▼

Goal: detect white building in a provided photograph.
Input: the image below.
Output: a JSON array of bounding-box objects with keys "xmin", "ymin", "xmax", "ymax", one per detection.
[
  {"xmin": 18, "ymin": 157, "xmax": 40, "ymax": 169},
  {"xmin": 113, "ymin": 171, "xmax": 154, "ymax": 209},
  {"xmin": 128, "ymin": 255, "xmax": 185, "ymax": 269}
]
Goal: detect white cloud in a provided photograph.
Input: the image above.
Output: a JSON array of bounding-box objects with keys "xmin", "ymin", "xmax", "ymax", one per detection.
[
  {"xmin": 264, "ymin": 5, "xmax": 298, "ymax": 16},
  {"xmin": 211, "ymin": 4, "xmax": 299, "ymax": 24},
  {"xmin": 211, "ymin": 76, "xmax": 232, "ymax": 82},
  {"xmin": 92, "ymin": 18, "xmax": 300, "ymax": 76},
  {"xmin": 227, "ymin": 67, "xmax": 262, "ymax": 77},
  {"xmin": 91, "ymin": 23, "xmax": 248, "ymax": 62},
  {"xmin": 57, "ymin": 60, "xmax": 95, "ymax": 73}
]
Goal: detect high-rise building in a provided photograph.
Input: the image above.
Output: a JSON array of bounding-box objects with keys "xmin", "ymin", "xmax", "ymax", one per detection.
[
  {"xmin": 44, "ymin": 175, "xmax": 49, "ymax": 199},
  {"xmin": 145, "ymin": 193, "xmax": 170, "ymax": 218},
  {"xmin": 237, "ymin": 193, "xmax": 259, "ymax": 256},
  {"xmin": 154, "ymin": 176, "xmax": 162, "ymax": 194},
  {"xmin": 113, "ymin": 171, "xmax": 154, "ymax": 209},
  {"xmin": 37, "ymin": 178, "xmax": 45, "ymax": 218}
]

▲

Exercise objective → Reproduce all of the material above verbatim, keeping every line in its original order.

Solved problem →
Goal: detect white building in a provided photograph.
Input: the image below.
Output: a JSON array of bounding-box objects with keys "xmin", "ymin", "xmax", "ymax", one per detection.
[
  {"xmin": 18, "ymin": 157, "xmax": 40, "ymax": 169},
  {"xmin": 113, "ymin": 171, "xmax": 154, "ymax": 209},
  {"xmin": 128, "ymin": 255, "xmax": 185, "ymax": 269}
]
Goal: detect white cloud in a provided photograph.
Input: the image above.
Output: a JSON array of bounding-box objects with keys "xmin", "ymin", "xmax", "ymax", one per detection.
[
  {"xmin": 264, "ymin": 5, "xmax": 298, "ymax": 16},
  {"xmin": 211, "ymin": 4, "xmax": 299, "ymax": 24},
  {"xmin": 211, "ymin": 76, "xmax": 232, "ymax": 82},
  {"xmin": 92, "ymin": 18, "xmax": 300, "ymax": 76},
  {"xmin": 227, "ymin": 67, "xmax": 262, "ymax": 77},
  {"xmin": 91, "ymin": 23, "xmax": 248, "ymax": 62},
  {"xmin": 57, "ymin": 60, "xmax": 95, "ymax": 73}
]
Goal: detect high-rise building in a provided photograph.
Input: the image above.
Output: a JSON array of bounding-box objects with keys "xmin", "ymin", "xmax", "ymax", one per detection.
[
  {"xmin": 44, "ymin": 175, "xmax": 49, "ymax": 199},
  {"xmin": 145, "ymin": 193, "xmax": 170, "ymax": 218},
  {"xmin": 237, "ymin": 193, "xmax": 259, "ymax": 256},
  {"xmin": 154, "ymin": 176, "xmax": 162, "ymax": 194},
  {"xmin": 113, "ymin": 171, "xmax": 154, "ymax": 209},
  {"xmin": 37, "ymin": 178, "xmax": 45, "ymax": 218}
]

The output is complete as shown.